---------- DATA FOR PROCESSING ----------

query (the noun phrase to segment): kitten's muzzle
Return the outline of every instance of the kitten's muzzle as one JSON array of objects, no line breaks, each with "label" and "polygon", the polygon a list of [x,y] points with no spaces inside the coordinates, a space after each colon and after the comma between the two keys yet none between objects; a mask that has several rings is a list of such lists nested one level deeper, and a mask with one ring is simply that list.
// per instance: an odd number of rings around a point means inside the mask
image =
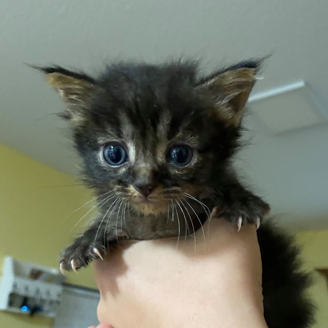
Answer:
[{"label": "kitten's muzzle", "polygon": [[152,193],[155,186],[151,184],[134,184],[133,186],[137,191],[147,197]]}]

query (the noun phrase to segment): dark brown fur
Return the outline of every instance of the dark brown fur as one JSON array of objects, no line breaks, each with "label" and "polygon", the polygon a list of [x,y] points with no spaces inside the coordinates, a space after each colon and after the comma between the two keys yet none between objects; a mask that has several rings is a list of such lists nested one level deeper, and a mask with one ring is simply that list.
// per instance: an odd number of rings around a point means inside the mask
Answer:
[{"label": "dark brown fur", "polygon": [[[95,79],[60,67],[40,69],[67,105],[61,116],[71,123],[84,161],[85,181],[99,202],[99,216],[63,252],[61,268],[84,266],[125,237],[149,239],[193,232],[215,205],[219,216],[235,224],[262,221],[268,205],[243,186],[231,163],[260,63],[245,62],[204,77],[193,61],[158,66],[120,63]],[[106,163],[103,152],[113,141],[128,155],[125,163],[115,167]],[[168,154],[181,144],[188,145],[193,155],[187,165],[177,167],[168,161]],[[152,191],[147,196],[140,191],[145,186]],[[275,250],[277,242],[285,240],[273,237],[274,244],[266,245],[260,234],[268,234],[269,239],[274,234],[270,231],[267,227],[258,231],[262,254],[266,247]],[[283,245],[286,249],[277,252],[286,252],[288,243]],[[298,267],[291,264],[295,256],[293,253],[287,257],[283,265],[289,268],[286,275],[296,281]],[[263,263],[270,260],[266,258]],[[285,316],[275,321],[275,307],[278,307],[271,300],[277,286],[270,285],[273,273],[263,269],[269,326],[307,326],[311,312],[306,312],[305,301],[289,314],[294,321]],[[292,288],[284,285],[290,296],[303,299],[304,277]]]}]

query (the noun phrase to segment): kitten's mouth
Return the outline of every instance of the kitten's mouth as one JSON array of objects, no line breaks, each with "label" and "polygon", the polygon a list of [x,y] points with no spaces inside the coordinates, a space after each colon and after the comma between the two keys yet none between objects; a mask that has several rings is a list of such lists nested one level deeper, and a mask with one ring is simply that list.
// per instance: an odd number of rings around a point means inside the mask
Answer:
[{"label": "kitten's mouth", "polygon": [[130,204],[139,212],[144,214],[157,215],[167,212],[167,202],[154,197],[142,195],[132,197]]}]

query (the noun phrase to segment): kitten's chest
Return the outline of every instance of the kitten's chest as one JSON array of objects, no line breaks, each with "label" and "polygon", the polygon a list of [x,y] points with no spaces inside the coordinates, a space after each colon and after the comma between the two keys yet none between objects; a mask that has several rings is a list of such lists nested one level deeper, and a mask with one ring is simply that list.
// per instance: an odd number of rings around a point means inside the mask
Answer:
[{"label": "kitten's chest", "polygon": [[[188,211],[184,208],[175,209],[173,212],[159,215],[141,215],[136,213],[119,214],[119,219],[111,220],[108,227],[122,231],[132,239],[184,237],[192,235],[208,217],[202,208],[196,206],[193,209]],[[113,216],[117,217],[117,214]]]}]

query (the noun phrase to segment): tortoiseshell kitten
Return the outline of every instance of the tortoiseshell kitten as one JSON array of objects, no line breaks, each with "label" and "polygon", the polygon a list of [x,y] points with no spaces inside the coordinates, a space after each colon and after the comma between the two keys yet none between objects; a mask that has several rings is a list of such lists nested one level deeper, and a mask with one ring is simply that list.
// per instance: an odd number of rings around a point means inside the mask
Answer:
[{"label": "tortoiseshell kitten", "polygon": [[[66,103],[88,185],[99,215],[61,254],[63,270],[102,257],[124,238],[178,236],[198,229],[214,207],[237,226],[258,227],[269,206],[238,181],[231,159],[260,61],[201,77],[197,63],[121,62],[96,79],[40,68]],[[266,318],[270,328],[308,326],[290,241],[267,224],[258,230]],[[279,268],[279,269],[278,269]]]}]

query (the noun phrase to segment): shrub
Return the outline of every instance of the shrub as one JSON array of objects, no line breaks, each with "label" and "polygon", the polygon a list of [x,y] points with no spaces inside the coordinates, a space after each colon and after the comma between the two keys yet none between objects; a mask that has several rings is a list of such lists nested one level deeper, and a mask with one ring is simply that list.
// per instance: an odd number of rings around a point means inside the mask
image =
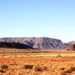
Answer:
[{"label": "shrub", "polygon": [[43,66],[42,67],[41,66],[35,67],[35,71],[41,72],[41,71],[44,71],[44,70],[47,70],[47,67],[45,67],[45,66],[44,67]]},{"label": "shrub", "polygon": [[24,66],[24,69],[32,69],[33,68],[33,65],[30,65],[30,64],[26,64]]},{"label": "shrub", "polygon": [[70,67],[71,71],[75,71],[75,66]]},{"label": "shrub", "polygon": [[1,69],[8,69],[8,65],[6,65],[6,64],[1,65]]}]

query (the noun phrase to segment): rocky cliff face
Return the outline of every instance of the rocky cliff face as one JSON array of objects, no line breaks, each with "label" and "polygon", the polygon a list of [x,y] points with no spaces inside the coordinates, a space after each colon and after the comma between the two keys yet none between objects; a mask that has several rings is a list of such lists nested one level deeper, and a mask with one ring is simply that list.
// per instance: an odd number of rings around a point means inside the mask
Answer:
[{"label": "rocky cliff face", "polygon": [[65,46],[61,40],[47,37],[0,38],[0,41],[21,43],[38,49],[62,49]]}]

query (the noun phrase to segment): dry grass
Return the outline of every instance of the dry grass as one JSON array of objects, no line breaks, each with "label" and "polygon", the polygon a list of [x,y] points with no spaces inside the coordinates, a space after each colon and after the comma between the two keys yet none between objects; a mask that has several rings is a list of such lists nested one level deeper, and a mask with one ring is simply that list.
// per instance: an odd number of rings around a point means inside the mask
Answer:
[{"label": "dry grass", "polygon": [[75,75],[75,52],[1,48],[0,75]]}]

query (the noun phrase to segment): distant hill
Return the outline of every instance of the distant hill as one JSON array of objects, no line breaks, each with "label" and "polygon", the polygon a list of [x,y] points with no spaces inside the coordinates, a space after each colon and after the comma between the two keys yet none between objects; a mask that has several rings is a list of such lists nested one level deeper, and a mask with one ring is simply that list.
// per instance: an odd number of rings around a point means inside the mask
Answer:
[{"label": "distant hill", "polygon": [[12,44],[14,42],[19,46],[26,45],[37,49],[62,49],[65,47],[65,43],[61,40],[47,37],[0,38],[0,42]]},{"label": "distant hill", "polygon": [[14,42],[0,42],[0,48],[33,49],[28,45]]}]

----------
---------- DATA FOR PROCESSING ----------

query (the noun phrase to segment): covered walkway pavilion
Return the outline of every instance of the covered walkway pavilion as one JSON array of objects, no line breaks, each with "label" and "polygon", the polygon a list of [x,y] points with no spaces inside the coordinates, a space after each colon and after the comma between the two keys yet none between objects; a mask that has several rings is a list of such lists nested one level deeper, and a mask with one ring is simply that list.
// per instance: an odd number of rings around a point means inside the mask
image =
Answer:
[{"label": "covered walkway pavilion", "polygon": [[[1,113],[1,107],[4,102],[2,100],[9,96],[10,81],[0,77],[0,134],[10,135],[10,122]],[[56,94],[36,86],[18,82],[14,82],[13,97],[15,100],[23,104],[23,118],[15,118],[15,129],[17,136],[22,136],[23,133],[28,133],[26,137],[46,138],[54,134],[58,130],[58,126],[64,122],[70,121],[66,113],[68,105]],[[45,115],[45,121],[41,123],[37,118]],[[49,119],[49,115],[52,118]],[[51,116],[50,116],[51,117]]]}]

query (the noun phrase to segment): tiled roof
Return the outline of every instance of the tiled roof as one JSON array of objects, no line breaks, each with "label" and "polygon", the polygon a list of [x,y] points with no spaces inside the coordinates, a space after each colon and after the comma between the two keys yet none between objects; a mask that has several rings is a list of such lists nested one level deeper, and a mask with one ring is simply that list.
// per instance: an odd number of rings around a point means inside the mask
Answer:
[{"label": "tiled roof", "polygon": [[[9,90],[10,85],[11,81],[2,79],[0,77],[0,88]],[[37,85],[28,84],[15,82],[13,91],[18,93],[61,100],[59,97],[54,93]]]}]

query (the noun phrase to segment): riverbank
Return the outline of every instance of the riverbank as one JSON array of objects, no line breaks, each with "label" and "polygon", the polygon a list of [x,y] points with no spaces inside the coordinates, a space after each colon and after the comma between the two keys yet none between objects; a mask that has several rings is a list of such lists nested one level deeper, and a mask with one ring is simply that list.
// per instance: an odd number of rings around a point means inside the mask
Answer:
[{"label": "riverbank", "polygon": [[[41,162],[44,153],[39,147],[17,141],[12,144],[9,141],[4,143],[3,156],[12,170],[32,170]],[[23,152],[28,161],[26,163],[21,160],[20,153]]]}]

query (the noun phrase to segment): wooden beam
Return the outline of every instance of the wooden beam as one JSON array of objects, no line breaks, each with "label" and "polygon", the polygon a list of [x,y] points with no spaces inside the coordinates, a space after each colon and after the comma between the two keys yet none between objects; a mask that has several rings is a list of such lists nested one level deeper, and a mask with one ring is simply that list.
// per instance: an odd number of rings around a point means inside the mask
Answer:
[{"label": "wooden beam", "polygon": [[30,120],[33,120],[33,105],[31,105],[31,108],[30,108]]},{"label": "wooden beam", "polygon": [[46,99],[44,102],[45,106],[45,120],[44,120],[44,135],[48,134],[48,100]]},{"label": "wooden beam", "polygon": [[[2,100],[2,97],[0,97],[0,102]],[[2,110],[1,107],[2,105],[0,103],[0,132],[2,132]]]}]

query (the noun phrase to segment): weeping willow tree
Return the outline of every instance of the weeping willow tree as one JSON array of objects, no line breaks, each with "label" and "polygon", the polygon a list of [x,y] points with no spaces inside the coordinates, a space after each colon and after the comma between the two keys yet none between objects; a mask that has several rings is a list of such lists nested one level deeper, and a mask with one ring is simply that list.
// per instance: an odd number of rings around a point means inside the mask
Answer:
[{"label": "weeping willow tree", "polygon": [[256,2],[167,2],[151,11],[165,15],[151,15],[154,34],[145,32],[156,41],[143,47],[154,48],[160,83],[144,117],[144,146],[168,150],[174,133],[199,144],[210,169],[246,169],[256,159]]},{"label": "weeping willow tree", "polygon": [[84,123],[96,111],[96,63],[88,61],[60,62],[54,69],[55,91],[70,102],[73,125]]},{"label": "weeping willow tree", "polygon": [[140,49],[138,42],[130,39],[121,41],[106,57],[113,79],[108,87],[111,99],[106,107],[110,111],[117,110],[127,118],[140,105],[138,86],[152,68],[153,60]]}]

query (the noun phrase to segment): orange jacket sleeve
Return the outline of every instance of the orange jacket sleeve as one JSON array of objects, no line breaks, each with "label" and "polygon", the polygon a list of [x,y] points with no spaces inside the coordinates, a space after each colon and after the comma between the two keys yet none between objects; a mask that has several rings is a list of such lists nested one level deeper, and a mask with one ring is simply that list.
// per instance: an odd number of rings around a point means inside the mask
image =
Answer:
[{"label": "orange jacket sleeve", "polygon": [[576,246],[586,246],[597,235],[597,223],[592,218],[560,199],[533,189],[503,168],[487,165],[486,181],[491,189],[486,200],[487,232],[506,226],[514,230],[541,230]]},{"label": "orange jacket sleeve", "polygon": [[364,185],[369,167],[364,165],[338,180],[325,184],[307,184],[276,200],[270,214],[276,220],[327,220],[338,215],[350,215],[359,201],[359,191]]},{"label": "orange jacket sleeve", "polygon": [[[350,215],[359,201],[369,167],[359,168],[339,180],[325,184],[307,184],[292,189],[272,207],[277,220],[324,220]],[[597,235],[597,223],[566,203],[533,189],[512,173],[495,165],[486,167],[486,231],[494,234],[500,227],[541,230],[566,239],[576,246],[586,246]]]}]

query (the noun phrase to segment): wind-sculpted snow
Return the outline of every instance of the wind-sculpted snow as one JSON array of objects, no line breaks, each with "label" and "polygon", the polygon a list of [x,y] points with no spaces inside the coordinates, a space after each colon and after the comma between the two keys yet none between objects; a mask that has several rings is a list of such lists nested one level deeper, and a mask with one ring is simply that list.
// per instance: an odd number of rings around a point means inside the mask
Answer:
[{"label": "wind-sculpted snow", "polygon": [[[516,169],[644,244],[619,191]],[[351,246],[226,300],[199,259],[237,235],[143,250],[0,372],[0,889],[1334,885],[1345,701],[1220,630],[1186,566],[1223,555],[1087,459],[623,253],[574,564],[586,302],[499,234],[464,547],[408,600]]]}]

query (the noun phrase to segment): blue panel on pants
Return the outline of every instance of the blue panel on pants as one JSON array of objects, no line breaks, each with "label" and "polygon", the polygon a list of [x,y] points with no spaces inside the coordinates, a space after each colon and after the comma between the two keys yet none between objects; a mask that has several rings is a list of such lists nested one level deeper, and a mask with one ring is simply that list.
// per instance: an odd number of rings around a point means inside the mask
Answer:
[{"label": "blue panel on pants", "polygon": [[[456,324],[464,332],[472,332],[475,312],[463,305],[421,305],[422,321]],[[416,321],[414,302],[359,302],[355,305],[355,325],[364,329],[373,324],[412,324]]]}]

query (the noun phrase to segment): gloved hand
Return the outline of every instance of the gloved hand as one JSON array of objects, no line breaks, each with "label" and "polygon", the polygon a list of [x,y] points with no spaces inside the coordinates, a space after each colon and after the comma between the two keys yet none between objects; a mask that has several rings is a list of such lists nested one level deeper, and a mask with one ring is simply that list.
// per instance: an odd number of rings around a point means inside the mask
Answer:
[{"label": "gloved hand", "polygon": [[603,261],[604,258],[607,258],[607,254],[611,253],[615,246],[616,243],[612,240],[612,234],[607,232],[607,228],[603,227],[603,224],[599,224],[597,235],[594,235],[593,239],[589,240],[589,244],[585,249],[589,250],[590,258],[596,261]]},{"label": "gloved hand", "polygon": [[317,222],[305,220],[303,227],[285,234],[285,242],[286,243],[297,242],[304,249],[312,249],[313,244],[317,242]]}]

----------

◆ EXERCISE ◆
Count the lines in the data above that contain the string "hill", with case mattering. Give only the number.

◆ RESULT OF THIS TASK ◆
3